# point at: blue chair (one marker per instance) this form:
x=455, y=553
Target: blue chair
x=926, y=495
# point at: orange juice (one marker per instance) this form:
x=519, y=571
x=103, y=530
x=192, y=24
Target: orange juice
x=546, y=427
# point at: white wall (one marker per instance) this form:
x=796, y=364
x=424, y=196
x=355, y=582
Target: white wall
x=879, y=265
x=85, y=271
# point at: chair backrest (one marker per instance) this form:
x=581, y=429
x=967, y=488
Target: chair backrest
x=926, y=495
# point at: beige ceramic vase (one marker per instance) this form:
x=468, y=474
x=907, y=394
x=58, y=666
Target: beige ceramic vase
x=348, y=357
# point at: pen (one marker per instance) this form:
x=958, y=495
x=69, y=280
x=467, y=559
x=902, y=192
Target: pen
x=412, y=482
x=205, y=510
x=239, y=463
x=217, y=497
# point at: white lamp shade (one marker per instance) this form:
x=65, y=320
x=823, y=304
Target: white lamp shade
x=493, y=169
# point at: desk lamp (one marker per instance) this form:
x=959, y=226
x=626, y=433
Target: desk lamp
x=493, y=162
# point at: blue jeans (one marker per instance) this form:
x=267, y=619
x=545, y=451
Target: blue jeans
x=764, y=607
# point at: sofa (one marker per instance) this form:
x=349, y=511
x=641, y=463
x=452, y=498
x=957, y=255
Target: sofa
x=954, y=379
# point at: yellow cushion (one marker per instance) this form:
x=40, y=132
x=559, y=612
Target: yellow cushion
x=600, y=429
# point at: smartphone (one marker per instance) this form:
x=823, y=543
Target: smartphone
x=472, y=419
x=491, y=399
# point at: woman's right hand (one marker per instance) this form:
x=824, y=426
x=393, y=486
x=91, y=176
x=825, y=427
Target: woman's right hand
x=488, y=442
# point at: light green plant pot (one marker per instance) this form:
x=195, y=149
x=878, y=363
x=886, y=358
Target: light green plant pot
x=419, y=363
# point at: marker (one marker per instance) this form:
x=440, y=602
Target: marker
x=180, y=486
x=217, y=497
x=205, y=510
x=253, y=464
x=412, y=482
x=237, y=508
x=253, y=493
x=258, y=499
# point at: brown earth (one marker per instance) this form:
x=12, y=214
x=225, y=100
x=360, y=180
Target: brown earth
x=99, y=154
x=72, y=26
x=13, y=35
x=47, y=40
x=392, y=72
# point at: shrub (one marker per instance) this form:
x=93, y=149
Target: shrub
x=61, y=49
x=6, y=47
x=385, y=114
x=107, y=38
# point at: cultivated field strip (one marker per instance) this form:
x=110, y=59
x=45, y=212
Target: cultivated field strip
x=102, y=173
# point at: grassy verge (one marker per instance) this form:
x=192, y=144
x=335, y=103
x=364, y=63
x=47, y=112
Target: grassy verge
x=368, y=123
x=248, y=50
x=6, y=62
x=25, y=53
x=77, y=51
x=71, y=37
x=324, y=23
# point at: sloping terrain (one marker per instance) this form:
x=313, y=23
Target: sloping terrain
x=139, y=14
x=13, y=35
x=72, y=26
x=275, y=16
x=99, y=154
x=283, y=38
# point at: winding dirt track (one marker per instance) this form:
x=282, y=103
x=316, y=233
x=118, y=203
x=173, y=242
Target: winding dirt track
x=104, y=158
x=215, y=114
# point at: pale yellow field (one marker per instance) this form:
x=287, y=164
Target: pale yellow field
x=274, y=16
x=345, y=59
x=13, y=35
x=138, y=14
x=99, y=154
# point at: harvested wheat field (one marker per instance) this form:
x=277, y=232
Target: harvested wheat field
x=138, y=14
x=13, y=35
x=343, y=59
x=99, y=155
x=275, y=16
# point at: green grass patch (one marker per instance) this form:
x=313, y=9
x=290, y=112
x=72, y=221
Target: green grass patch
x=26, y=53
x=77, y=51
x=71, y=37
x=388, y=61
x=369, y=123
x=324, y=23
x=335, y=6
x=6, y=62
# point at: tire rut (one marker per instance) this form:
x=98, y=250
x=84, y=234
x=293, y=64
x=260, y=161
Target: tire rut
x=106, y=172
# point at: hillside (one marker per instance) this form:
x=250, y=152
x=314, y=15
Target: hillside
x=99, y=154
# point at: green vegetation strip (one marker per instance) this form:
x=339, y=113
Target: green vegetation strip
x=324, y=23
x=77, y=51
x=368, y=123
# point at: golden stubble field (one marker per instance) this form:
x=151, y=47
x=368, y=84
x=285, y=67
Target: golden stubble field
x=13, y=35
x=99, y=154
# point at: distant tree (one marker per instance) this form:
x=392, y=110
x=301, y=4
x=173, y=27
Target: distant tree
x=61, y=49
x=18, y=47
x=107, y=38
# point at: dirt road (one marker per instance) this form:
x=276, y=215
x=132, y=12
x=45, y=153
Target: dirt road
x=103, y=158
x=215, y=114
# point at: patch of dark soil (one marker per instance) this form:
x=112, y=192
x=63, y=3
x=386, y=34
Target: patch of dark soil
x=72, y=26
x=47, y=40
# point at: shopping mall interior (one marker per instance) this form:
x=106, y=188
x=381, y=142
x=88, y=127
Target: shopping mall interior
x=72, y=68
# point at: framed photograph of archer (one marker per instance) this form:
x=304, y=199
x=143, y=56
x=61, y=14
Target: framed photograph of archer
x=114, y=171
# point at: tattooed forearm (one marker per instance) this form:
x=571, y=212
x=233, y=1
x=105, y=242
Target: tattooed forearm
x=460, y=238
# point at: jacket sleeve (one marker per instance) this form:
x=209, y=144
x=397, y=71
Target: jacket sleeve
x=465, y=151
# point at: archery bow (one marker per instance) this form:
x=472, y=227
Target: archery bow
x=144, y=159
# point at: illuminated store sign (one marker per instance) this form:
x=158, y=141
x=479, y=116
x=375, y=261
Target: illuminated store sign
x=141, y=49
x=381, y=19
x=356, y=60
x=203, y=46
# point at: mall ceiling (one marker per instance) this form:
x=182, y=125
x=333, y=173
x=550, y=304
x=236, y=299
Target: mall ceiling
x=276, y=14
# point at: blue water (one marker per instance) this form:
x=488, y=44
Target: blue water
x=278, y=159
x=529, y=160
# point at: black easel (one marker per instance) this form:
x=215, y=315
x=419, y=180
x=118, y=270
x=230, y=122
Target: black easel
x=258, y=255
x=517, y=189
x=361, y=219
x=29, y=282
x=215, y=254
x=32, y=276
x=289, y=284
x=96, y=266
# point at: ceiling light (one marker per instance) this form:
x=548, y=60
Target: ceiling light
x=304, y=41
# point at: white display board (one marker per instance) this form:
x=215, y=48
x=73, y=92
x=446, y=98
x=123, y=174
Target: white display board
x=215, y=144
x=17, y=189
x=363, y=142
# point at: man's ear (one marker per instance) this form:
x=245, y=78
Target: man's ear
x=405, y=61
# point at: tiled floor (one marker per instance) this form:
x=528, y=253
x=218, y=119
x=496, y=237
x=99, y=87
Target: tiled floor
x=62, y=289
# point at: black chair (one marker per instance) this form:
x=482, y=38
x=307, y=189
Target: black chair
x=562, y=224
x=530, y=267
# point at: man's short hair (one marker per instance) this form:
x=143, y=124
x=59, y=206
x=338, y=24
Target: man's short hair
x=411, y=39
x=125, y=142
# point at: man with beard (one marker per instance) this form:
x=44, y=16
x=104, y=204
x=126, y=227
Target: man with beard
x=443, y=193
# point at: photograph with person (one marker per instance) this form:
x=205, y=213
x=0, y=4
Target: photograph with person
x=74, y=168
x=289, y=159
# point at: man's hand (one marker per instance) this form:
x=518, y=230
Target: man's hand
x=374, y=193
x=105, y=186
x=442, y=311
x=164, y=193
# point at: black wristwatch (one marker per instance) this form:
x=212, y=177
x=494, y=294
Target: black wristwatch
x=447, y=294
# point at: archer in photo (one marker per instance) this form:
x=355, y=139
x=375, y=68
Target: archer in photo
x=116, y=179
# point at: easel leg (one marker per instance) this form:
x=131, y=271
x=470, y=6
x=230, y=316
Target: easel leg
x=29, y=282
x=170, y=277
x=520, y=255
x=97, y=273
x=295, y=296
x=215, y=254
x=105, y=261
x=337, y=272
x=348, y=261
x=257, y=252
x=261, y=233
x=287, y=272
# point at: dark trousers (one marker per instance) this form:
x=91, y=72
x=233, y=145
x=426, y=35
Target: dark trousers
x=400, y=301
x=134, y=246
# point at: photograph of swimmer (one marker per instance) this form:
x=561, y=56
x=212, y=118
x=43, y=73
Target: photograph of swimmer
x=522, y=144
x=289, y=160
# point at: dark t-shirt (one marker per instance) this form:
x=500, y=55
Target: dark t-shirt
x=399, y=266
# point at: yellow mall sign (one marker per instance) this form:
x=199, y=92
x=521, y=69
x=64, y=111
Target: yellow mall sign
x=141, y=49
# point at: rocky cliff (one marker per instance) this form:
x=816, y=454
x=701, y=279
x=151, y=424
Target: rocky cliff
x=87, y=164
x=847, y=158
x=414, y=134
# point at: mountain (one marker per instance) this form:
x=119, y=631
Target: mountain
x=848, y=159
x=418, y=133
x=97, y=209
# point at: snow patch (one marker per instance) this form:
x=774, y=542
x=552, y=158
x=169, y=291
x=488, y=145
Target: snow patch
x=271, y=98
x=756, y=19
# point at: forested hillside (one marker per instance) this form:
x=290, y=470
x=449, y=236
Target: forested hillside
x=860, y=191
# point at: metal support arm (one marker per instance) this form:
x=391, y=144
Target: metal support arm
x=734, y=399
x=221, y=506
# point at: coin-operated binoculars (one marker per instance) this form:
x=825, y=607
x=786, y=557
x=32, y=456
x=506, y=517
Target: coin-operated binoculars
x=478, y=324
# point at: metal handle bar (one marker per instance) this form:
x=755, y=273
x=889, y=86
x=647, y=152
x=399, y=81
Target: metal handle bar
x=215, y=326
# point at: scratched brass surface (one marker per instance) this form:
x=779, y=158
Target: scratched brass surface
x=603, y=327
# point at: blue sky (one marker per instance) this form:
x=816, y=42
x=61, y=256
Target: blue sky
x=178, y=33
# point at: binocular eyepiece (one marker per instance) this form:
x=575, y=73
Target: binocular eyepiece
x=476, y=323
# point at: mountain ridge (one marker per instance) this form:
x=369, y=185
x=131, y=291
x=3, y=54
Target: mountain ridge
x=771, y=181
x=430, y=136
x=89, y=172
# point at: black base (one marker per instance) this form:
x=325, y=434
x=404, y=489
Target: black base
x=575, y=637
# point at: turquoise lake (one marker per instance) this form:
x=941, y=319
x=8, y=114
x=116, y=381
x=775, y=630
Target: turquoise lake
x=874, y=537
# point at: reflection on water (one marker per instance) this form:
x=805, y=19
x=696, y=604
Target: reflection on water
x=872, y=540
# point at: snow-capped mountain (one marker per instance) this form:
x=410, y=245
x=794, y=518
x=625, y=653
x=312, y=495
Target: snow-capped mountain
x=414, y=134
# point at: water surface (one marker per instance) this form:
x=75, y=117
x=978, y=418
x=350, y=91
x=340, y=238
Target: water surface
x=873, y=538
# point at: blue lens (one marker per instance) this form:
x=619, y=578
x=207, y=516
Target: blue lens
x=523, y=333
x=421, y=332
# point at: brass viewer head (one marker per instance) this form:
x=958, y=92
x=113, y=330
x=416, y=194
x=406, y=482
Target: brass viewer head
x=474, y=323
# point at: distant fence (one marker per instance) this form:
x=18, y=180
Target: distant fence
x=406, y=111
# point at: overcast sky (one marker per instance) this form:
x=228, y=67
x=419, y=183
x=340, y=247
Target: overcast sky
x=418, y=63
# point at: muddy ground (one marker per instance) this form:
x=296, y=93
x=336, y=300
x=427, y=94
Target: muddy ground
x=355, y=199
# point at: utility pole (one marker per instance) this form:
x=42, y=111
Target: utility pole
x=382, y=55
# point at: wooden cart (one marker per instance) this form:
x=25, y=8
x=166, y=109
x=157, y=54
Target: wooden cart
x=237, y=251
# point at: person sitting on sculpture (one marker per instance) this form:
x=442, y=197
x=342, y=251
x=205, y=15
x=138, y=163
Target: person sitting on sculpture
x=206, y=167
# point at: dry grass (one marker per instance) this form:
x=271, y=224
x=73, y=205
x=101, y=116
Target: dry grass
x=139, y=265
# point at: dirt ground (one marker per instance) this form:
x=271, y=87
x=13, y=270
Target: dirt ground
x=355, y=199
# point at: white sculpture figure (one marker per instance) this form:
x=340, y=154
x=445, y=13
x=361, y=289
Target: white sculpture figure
────────────────
*DIRECTIONS*: Please show, exactly as written, every line above that contains the word "figure".

*TASK RESPONSE*:
# point at: white sculpture figure (one marker per instance) this form:
Target: white sculpture figure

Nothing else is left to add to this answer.